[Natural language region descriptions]
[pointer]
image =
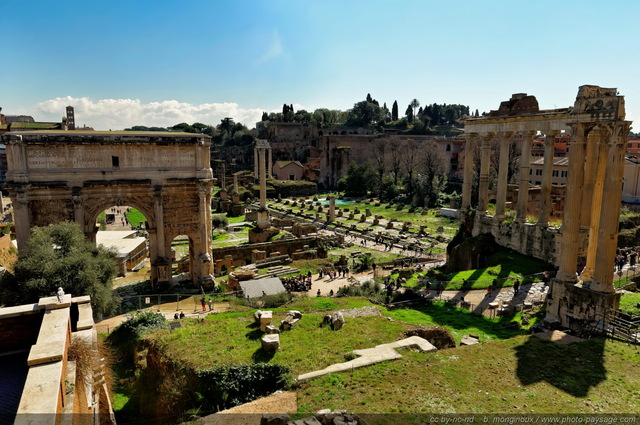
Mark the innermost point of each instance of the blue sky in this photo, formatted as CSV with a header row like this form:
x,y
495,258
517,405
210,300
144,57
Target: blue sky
x,y
122,63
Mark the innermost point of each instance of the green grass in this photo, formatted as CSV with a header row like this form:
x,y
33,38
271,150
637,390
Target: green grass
x,y
232,338
460,322
510,266
135,217
516,376
238,219
629,303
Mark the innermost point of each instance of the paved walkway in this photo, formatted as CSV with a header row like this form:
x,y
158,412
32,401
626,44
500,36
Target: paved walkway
x,y
369,356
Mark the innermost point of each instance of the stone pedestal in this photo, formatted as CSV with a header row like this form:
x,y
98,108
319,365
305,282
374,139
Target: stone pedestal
x,y
262,219
265,320
271,343
575,306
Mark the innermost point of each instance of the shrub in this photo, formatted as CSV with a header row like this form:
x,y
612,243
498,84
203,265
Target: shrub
x,y
227,386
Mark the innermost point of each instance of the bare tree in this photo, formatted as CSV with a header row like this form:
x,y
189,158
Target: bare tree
x,y
395,156
380,161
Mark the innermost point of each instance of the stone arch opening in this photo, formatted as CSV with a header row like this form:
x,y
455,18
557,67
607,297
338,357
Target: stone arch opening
x,y
70,176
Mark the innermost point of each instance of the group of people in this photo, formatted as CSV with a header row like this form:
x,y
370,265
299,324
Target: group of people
x,y
299,283
334,273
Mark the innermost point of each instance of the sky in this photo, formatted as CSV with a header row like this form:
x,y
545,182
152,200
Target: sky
x,y
159,63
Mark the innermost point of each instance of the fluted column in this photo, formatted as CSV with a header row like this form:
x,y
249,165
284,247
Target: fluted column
x,y
610,209
21,217
525,166
467,179
485,165
544,211
263,179
503,172
598,148
573,201
255,163
159,212
590,169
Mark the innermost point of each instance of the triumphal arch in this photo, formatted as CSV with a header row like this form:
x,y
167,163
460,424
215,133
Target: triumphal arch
x,y
59,176
598,136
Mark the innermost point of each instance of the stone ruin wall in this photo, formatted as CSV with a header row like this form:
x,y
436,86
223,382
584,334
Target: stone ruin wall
x,y
242,254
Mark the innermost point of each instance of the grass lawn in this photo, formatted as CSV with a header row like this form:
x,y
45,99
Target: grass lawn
x,y
630,303
233,338
519,375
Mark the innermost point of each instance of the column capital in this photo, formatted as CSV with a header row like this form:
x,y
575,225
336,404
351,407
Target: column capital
x,y
528,133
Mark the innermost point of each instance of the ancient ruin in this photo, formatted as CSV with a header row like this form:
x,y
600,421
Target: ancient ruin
x,y
73,176
598,130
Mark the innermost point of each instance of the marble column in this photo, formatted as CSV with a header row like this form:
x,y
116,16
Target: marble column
x,y
544,211
503,171
332,208
21,219
525,166
467,180
568,258
598,148
593,149
256,162
263,179
610,209
158,210
485,166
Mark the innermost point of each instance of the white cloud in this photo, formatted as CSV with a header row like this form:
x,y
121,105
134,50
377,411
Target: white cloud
x,y
117,114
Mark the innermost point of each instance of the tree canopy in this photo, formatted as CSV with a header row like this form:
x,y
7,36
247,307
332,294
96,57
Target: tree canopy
x,y
59,256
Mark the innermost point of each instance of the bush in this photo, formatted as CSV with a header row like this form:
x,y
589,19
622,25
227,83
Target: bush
x,y
227,386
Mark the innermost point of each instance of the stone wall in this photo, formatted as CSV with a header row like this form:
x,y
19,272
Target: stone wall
x,y
528,239
242,254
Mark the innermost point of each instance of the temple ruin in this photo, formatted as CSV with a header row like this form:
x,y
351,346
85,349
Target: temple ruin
x,y
598,130
59,176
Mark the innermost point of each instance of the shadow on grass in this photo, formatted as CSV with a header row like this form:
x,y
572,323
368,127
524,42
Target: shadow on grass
x,y
459,319
261,356
572,368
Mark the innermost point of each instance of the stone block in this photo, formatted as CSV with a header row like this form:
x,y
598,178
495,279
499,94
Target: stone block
x,y
469,340
270,329
265,319
270,342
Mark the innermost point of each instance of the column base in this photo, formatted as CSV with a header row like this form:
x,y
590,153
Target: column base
x,y
576,307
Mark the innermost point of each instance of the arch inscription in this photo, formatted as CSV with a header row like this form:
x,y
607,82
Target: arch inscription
x,y
73,175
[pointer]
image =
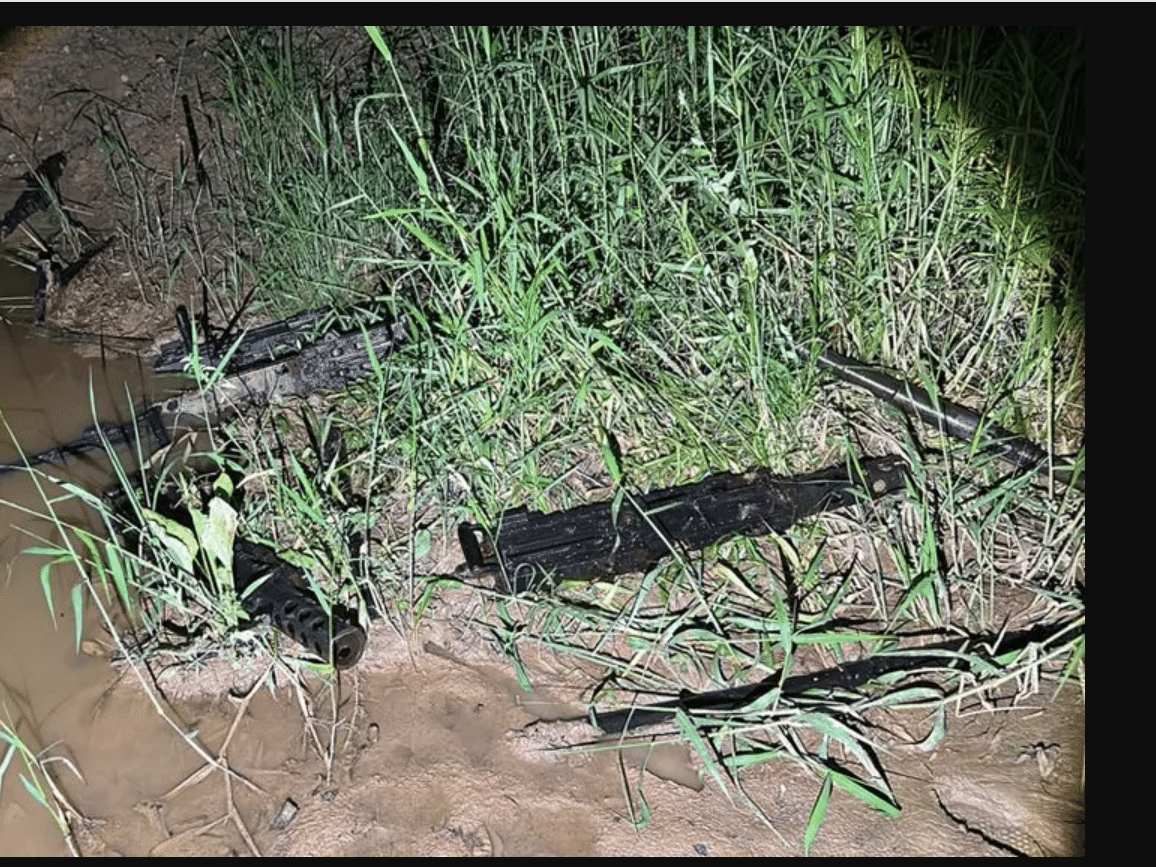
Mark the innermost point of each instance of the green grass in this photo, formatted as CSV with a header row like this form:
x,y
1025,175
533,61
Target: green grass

▶ _TASK REQUIREMENTS_:
Leave the pictures out and reproduce every record above exactly.

▶ _WORKED SOLUTION_:
[pointer]
image =
Mark the innermost point of each instance of the blue sky in this photo, formatted as CSV with a header row like this form:
x,y
495,258
517,405
210,300
144,57
Target: blue sky
x,y
122,63
Mark the innermost point of each instance of the green grass in this photo, formatted as CSV with a header row like this form:
x,y
33,38
271,150
637,390
Target: green grass
x,y
232,338
460,322
510,266
135,217
516,376
238,219
629,303
Mark the innermost point of each instance of the paved walkway in this photo, formatted as CSV with a header row like this form:
x,y
158,412
32,401
626,44
500,36
Target: paved walkway
x,y
369,356
Mark the innermost point of each instance of the stone pedestal in this photo, formatted as CSV with a header row like this form:
x,y
98,108
319,365
305,282
374,139
Target: stone pedestal
x,y
262,219
265,320
271,343
575,306
Mark the innermost point of each instance of the shrub in this photo, formatted as CSV with a header row like this form:
x,y
612,243
498,84
203,265
Target: shrub
x,y
227,386
Mark the innermost point of each instance of the bare tree in this photo, formatted as CSV with a header row like this form:
x,y
189,158
Target: bare tree
x,y
395,156
380,161
Mark the innermost point of each instance of the stone arch opening in this photo, formatted as CSV with a header row like this form:
x,y
455,18
557,67
607,297
338,357
Target: stone arch opening
x,y
70,176
Mark the innermost point of each instance of the group of people in this photo, formatted as CSV with a header row like this form:
x,y
370,265
299,324
Target: group of people
x,y
299,283
334,273
Mark the innermost point of each instance of the sky in this photo, formatted as CSV with a header row like this form:
x,y
545,182
152,200
Target: sky
x,y
159,63
Mark the innermost point of each instance of the fluted column in this photo, formatted as CSV with a header row like this form:
x,y
249,165
284,247
Target: fluted column
x,y
610,209
21,217
525,166
467,179
485,165
544,211
263,179
503,172
598,148
573,201
255,163
159,212
590,169
Mark the innermost point of each instance of the triumphal arch in this photo, formatted as CSV with a header row like this form:
x,y
167,163
460,424
215,133
Target: triumphal arch
x,y
59,176
598,136
Mark the innermost point of each instance of the stone ruin wall in this photo, formatted as CSV with a header row like this form:
x,y
436,86
223,382
584,334
Target: stone ruin wall
x,y
242,254
Mark the innermost point of each instance of the grass lawn in this photo, formatted as CSV with a header row like this form:
x,y
45,99
Target: grass lawn
x,y
630,303
233,338
519,375
Mark the innermost point of each instance of the column capital in this photo, formatted as CSV with a header row like this form:
x,y
575,225
336,404
351,407
Target: column capital
x,y
528,133
Mark the innermost point of each instance of the ancient ruin in this photo, formatted as CSV with a header row like this form:
x,y
600,421
Target: ancient ruin
x,y
73,176
598,130
Mark the innermost point of each instance of the marble column in this photo, formatted as CSV with a header row like this form:
x,y
116,16
Target: marble column
x,y
544,211
503,171
332,208
21,219
525,166
467,180
568,258
598,148
593,149
256,162
263,179
610,209
158,210
485,166
Mark the innermost point of each instance of the white cloud in this photo, formatted as CSV with a header row like this form:
x,y
121,105
134,50
377,411
Target: white cloud
x,y
117,114
Mark the innermost point of each instance of the tree canopy in this photo, formatted as CSV with a header row like this form:
x,y
7,36
247,307
332,294
96,57
Target: tree canopy
x,y
59,256
Mark the innermost point of each instance of the bush in this photo, formatted as CSV with a header row like this form:
x,y
589,19
622,25
227,83
Target: bush
x,y
227,386
Mark the innermost point of each instance of the stone wall in this photo, formatted as CSV with a header row like this form:
x,y
19,272
Target: stone wall
x,y
528,239
242,254
Mark the innermost point of each instance of the temple ruin in this photo, formatted as CSV with a header row like this form:
x,y
351,346
85,349
Target: temple ruin
x,y
598,130
59,176
Mark the innermost point of each instance of the shadow on grass in this photo, formatted as CSV with a header row like this form:
x,y
572,323
368,127
524,42
Target: shadow on grass
x,y
459,319
261,356
572,368
Mark the innermost point of each instance of the stone block in this photo, formatted as CSV with a header row like this form:
x,y
598,178
495,279
499,94
Target: stone block
x,y
469,340
270,329
265,319
270,342
Mark the innermost point of each instance of the column base in this photo, formatted as CSV with a header row like this form:
x,y
590,153
Target: column base
x,y
576,307
Mark the innermost point of each instance of the arch inscription in this photo, formatted as CSV with a header row like this form:
x,y
607,82
Target: arch inscription
x,y
73,175
[pointer]
image =
Mark the innermost point of each instance of the green grass in this photo, formatted as CSV with a header row like this form:
x,y
1025,175
533,61
Target: green grass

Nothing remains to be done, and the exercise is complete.